Please output exactly the lines from the one containing "hey could you box the green detergent" through the last line of the records, both included.

%%

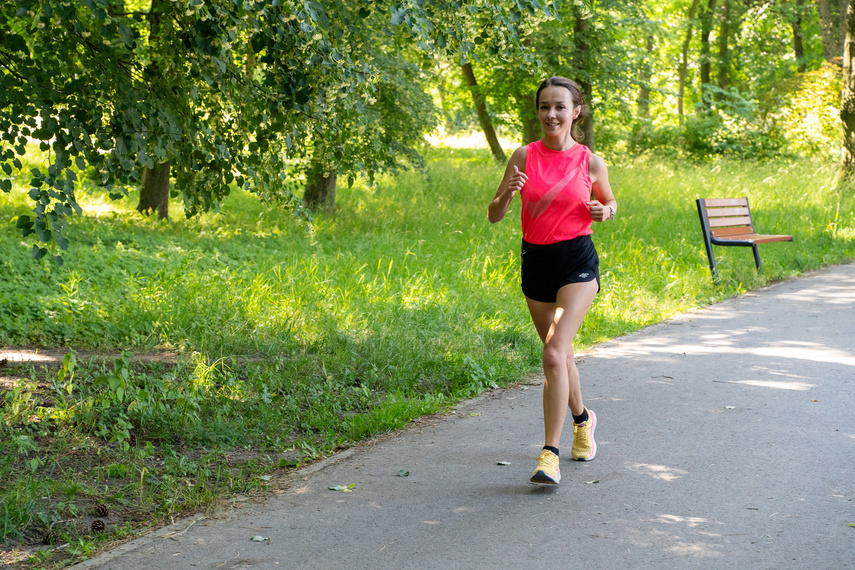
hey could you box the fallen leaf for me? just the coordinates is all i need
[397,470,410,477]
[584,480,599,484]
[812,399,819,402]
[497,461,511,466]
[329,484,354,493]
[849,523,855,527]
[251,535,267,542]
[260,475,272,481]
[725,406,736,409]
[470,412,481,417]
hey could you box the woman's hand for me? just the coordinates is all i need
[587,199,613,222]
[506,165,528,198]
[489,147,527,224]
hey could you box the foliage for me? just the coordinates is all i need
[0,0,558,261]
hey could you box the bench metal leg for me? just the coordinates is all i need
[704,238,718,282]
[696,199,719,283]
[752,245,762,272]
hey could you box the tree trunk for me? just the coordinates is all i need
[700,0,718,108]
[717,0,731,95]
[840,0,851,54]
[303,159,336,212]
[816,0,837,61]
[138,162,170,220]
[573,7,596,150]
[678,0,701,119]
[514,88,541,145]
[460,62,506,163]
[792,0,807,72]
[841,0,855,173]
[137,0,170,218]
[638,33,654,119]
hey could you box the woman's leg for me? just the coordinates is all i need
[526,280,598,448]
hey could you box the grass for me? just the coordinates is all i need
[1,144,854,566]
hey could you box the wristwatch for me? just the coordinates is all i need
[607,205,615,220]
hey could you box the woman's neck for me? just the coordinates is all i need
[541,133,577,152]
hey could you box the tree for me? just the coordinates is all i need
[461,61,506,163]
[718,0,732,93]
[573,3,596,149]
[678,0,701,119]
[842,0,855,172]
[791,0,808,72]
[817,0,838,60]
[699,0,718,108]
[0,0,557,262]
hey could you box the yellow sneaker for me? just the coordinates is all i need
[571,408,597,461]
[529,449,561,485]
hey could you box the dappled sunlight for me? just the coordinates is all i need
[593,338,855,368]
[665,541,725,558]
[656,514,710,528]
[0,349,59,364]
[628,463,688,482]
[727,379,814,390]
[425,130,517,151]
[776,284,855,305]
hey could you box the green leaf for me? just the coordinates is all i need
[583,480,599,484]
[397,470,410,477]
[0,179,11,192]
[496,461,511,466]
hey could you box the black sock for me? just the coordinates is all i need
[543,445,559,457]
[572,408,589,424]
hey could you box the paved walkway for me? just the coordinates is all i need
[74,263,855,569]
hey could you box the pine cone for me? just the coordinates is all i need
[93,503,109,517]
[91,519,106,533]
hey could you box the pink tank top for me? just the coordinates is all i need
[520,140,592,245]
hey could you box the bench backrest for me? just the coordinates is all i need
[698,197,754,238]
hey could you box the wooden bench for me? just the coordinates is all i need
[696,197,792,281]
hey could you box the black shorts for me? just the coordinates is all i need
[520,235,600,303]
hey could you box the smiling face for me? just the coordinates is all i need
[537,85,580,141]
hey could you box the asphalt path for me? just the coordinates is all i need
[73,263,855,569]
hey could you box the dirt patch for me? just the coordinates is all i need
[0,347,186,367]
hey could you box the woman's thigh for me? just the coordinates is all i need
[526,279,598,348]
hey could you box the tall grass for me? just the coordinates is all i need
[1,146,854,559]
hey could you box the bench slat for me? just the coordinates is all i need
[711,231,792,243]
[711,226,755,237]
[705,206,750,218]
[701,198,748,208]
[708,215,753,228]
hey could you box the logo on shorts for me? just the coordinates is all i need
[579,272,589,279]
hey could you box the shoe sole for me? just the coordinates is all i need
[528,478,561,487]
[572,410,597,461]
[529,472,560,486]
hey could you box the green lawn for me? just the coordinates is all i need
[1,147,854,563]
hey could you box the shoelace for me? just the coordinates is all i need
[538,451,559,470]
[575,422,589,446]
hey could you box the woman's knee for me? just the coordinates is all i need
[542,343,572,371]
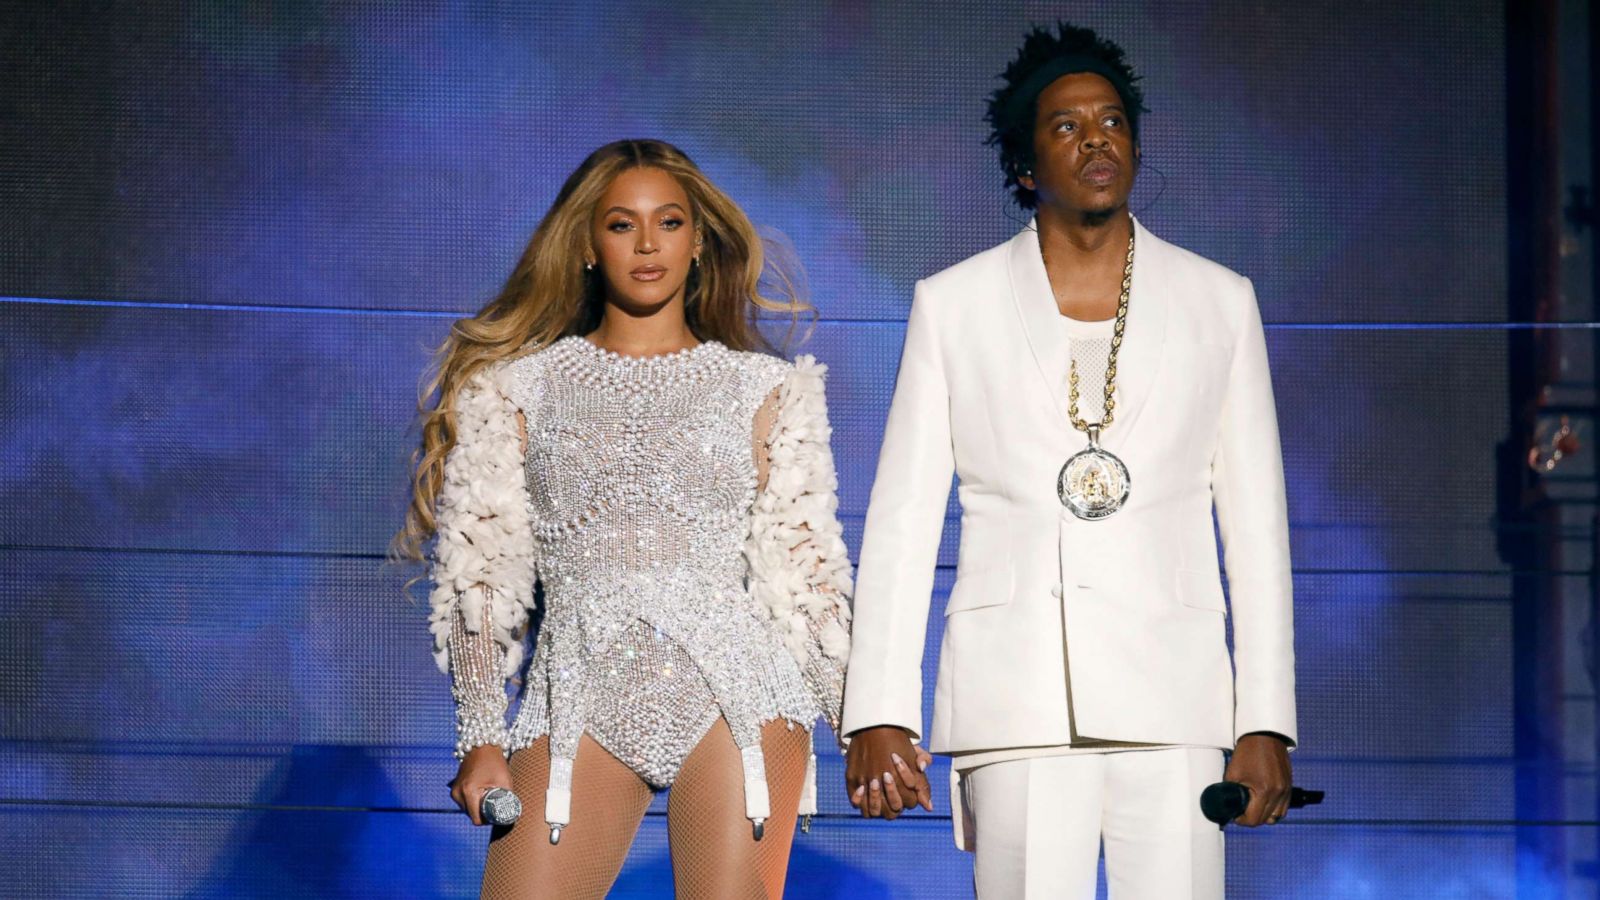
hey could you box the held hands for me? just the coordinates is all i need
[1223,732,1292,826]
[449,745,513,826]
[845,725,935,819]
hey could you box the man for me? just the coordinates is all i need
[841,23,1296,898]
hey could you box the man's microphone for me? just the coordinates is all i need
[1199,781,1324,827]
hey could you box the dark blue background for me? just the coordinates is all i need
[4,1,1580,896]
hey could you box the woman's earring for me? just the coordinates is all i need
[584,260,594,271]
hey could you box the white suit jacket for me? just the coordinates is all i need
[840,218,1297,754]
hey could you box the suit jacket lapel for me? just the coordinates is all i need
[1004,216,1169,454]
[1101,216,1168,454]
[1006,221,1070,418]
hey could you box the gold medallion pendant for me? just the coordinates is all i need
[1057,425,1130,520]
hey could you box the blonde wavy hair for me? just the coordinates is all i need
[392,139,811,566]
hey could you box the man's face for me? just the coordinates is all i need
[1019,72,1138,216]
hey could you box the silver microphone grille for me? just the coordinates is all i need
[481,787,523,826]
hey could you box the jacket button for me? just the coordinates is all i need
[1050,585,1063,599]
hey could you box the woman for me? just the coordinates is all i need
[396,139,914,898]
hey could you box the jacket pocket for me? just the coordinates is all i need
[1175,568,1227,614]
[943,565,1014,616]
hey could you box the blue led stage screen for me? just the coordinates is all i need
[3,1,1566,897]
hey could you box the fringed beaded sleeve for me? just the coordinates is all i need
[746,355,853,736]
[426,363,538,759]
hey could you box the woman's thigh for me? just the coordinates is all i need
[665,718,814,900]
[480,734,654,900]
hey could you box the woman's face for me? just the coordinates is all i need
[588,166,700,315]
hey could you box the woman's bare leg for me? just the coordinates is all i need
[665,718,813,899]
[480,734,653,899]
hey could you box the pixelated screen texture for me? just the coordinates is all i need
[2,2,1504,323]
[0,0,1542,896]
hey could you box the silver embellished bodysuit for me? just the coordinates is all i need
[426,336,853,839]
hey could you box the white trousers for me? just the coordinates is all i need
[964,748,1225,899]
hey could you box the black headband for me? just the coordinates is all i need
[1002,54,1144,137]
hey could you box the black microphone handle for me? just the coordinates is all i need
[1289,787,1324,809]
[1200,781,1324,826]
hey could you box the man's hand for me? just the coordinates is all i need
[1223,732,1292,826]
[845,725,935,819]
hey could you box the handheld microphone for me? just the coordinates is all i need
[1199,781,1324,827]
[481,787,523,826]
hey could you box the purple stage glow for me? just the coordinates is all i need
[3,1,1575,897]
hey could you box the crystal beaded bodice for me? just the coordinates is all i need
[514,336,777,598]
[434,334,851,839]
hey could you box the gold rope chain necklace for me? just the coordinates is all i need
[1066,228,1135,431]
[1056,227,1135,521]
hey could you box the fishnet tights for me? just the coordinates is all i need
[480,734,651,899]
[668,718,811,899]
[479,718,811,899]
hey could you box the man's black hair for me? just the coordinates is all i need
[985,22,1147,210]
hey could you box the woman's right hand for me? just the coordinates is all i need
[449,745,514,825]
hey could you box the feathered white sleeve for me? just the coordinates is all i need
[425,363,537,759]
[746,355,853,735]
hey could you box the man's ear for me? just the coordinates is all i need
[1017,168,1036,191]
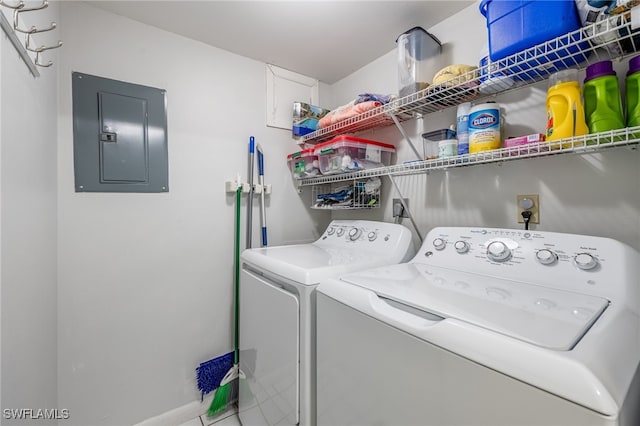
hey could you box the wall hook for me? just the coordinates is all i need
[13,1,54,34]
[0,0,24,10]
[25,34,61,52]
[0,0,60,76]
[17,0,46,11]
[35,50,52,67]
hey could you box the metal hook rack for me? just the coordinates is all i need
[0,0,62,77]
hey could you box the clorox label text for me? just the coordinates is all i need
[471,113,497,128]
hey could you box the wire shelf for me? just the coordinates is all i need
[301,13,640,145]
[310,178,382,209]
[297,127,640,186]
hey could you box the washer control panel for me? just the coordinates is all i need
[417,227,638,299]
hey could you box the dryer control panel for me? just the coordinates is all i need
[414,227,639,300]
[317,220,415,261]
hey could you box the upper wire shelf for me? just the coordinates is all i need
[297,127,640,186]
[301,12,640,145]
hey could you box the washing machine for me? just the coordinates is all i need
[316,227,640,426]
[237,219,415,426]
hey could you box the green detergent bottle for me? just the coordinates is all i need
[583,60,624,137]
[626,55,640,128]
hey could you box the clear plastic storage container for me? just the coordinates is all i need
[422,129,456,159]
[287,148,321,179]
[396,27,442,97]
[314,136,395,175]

%%

> ANSWER TO THE PROBLEM
hey could you box the green detergent bottle for me? just the coordinates is all i need
[583,60,624,137]
[626,55,640,128]
hey could you box the clear plastic storage container for me? just the coordinates is all i need
[422,129,456,159]
[287,148,321,179]
[396,27,442,97]
[314,136,395,175]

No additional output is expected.